# start of Selected text

The next carbonaceous sheet is formed by the great bituminous shale
beds of the upper Devonian, which underlie and supply the oil wells in
western Pennsylvania. In some places the shale is several hundred
feet in thickness, and contains more carbonaceous matter than all the
overlying coal strata. The outcrop of this formation, from central New
York to Tennessee, is conspicuously marked by gas springs, the flow from
which is apparently unfailing.

Petroleum is scarcely less constant in its connection with these
carbonaceous rocks than carbureted hydrogen, and it only escapes notice
from the little space it occupies. The two substances are so closely
allied that they must have a common origin, and they are, in fact,
generated simultaneously in thousands of localities.

# end of Selected text

• _What you will do_:
Please return the passage about Devonian shale and petroleum from "The next carbonaceous" up to and including "thousands of localities.", copied word for word. Rely only on the passage about Devonian shale and petroleum.

# start of Material provided

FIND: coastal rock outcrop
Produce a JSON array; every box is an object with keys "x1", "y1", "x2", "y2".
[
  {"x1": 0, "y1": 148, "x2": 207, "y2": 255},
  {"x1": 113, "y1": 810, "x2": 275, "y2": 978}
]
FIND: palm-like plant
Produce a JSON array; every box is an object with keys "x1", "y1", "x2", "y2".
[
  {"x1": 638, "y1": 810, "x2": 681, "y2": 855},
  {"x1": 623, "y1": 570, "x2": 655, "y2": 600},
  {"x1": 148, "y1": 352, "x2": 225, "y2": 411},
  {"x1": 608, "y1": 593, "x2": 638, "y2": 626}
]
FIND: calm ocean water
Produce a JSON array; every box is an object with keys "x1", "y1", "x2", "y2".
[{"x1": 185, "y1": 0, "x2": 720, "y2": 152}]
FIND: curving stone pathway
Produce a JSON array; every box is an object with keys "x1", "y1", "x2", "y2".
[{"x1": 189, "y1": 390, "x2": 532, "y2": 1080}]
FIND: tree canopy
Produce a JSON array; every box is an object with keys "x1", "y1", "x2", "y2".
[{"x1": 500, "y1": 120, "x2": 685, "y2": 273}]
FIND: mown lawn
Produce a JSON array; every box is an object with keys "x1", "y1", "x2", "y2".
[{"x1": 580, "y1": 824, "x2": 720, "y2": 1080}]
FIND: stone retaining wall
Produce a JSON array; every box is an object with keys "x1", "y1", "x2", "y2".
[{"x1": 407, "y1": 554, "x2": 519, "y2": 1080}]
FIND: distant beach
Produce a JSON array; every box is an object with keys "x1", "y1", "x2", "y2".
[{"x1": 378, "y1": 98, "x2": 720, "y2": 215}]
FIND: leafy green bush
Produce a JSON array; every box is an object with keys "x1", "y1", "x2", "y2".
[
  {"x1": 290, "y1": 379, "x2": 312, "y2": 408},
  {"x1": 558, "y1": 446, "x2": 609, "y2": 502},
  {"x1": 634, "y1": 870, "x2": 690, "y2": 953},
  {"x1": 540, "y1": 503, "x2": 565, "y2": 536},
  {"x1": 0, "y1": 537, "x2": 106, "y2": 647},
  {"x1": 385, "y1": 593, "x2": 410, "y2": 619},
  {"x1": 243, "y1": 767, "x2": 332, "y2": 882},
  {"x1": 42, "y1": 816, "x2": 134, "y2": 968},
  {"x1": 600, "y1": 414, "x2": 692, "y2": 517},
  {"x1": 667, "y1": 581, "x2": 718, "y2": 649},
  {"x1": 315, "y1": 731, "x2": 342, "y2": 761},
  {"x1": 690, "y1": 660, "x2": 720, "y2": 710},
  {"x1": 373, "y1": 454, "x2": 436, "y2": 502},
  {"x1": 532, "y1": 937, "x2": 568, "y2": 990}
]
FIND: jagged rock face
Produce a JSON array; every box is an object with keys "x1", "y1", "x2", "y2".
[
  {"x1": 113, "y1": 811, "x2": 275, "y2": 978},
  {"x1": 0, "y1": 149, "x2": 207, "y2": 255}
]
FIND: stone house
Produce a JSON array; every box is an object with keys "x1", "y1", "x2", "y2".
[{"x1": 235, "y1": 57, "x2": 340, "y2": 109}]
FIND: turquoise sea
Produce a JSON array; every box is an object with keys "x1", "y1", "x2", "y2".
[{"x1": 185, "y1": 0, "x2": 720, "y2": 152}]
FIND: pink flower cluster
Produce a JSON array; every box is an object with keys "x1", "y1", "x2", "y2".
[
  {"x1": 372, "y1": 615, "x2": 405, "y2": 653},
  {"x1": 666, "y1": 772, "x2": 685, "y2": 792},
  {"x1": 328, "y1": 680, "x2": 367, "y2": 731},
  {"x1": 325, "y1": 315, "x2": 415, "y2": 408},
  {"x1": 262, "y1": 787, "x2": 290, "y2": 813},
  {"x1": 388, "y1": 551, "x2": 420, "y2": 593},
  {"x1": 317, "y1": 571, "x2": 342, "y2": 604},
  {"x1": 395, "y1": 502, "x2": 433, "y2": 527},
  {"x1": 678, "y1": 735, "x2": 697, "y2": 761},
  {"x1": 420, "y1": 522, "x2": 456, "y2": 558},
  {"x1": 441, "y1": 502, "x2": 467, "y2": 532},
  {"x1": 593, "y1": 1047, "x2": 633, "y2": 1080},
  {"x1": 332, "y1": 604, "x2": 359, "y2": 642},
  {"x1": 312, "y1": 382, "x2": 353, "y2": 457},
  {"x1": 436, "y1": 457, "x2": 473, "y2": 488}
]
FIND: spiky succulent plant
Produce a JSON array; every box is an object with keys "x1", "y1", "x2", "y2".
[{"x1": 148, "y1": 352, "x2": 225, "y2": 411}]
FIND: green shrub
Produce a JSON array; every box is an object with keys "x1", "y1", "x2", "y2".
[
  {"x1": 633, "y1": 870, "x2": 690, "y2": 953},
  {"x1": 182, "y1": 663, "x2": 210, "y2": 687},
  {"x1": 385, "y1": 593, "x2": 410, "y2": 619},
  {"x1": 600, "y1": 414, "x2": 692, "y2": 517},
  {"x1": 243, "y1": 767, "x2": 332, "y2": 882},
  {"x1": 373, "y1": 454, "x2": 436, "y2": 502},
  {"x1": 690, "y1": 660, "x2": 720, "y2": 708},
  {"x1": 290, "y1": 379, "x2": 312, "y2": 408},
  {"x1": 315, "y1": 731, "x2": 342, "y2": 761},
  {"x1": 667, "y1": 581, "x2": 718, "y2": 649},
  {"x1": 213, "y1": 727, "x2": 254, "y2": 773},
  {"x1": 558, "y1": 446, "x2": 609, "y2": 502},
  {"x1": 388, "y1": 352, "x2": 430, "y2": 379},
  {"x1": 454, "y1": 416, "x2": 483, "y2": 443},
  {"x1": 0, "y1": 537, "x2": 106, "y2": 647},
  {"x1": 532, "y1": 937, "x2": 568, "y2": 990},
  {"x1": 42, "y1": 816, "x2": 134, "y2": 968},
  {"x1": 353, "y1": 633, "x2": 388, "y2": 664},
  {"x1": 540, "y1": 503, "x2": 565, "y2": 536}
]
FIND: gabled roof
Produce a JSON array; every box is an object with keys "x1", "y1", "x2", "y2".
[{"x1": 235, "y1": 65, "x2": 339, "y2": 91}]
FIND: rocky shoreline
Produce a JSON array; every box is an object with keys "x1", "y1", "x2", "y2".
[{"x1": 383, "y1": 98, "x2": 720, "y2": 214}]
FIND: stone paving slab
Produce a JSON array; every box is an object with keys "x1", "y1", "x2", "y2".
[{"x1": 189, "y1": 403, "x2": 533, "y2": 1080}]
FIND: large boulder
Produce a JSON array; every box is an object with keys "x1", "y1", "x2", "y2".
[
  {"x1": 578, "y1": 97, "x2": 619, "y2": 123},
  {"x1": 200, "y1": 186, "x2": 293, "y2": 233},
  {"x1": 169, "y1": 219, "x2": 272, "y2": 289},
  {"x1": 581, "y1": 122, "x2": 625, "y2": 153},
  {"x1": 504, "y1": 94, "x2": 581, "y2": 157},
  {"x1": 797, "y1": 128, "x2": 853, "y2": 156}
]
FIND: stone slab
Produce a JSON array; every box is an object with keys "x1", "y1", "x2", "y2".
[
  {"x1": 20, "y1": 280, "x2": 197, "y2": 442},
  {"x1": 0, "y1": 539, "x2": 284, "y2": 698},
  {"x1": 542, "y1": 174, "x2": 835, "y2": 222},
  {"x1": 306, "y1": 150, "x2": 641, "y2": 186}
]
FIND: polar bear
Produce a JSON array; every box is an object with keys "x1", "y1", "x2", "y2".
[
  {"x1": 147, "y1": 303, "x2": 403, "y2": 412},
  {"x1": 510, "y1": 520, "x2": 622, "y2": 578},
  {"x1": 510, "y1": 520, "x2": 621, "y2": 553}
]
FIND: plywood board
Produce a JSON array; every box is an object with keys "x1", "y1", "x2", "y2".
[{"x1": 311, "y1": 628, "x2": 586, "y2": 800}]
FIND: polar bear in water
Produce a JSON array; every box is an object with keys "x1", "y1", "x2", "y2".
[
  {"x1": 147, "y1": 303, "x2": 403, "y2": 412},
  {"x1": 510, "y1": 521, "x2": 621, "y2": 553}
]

# end of Material provided

• _Result of this exercise_:
The next carbonaceous sheet is formed by the great bituminous shale
beds of the upper Devonian, which underlie and supply the oil wells in
western Pennsylvania. In some places the shale is several hundred
feet in thickness, and contains more carbonaceous matter than all the
overlying coal strata. The outcrop of this formation, from central New
York to Tennessee, is conspicuously marked by gas springs, the flow from
which is apparently unfailing.

Petroleum is scarcely less constant in its connection with these
carbonaceous rocks than carbureted hydrogen, and it only escapes notice
from the little space it occupies. The two substances are so closely
allied that they must have a common origin, and they are, in fact,
generated simultaneously in thousands of localities.